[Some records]
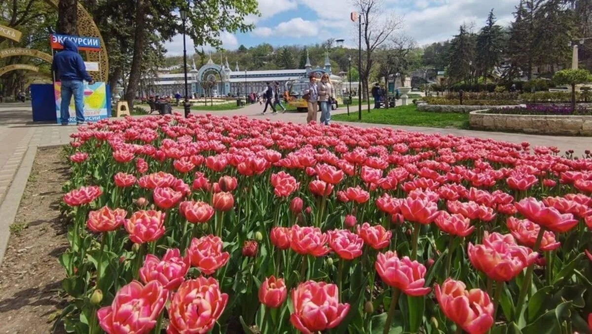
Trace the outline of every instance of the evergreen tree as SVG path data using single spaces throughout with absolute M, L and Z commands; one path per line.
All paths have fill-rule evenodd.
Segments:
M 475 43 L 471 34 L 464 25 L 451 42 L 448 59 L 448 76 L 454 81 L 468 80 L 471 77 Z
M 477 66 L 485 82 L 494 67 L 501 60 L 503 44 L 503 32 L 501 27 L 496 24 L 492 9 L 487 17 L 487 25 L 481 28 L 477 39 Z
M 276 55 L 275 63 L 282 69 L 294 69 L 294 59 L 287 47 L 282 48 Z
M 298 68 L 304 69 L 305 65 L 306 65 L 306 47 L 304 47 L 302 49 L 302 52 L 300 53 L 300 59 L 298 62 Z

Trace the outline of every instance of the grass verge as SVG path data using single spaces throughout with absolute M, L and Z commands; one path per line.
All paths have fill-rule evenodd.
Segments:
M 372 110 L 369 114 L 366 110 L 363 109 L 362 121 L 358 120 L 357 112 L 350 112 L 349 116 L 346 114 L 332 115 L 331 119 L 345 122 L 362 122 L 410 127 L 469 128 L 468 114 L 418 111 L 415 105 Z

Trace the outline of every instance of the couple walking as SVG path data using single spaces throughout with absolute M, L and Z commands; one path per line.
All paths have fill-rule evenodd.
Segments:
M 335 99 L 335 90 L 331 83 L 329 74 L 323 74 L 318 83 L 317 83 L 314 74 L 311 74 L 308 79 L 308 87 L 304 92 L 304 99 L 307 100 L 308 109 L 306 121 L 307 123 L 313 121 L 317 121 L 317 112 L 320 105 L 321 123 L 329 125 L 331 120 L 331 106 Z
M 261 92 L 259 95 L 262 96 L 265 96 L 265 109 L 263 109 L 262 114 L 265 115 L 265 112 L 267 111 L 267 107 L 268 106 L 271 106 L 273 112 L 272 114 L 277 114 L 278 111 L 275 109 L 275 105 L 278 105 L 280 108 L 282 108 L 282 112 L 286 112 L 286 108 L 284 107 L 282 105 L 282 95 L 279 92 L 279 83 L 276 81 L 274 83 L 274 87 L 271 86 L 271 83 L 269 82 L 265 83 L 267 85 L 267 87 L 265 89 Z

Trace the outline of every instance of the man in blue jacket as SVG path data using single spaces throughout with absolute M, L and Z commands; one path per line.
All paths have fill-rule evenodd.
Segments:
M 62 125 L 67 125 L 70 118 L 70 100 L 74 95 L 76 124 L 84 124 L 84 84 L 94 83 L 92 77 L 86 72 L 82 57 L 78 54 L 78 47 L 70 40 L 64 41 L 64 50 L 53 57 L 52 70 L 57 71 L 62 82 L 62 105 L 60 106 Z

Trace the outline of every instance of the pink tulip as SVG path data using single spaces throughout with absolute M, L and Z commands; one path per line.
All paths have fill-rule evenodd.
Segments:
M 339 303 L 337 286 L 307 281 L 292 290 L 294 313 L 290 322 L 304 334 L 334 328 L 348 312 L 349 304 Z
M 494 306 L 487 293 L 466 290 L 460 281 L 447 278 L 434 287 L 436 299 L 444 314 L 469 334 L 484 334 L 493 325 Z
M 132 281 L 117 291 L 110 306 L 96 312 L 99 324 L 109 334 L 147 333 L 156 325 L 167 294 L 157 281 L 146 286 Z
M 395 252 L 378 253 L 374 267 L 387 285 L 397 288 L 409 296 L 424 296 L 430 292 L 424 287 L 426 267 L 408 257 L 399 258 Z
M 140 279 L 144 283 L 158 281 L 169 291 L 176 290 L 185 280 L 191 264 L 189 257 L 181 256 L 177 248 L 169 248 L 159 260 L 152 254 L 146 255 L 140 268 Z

* * *

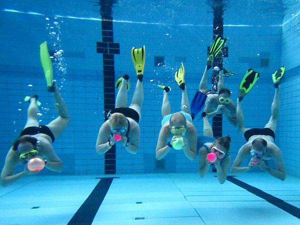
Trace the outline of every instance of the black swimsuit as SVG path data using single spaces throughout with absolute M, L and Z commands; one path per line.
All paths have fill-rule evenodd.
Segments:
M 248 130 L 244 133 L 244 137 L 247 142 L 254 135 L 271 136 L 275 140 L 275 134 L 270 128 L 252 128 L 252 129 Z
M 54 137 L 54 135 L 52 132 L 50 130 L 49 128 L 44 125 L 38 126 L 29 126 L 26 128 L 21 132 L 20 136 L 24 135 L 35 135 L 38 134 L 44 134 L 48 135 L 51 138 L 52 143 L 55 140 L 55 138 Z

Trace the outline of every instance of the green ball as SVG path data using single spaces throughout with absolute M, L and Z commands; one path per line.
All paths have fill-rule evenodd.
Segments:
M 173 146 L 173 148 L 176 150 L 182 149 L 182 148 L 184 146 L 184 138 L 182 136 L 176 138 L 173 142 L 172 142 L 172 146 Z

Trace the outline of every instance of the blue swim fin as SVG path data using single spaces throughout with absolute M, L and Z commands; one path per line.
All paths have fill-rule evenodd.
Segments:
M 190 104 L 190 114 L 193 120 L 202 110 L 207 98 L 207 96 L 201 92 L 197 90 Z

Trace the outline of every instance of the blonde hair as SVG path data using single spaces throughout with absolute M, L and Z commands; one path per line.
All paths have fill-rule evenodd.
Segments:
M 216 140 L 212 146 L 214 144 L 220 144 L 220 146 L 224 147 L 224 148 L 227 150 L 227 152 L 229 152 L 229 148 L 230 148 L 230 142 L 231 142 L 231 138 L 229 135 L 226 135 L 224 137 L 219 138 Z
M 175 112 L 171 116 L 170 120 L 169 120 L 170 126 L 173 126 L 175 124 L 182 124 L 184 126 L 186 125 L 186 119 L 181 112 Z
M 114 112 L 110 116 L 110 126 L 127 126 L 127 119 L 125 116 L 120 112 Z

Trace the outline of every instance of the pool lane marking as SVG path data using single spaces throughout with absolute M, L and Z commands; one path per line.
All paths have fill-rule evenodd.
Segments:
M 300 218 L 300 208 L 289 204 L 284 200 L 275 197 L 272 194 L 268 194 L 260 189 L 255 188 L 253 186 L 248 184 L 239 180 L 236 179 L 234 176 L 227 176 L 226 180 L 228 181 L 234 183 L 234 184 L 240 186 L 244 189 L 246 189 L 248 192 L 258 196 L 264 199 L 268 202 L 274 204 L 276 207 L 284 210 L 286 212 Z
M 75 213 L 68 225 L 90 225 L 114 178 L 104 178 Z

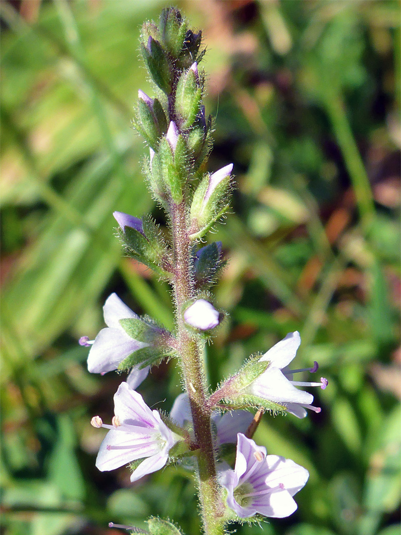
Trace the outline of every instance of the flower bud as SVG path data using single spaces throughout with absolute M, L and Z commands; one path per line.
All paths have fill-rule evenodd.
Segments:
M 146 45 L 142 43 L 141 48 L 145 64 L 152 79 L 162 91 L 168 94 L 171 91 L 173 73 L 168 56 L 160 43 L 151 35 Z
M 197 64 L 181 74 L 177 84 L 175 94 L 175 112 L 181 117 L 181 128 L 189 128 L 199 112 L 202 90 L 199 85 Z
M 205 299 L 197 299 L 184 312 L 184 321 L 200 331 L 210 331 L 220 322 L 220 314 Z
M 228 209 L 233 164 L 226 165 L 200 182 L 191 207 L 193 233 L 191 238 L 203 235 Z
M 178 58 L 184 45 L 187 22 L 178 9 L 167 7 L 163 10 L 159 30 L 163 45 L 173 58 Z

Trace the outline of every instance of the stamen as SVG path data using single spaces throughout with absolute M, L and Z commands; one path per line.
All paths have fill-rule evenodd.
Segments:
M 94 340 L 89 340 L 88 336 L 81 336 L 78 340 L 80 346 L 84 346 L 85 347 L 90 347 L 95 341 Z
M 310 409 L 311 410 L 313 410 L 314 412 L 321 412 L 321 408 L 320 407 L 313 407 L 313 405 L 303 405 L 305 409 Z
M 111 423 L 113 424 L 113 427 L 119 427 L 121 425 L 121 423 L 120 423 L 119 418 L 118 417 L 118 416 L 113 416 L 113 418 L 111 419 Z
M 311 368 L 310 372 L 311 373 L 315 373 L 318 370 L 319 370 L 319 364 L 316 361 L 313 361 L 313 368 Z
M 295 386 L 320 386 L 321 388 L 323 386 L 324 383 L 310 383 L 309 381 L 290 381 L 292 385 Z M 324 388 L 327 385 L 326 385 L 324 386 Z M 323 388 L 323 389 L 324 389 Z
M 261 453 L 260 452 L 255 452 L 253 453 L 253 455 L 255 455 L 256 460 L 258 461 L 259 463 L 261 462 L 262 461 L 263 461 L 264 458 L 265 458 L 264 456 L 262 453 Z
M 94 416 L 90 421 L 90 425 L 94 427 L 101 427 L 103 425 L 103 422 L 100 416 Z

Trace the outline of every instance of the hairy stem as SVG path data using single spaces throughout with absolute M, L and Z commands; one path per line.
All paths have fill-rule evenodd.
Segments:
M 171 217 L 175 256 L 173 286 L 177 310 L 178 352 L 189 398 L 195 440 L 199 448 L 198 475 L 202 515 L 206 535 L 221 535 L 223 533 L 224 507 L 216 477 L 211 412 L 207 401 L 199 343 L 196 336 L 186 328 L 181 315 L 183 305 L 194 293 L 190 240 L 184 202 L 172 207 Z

Goal: Count how many lines of the data above contain the word "blue". Reply with the number alone.

Complete answer: 2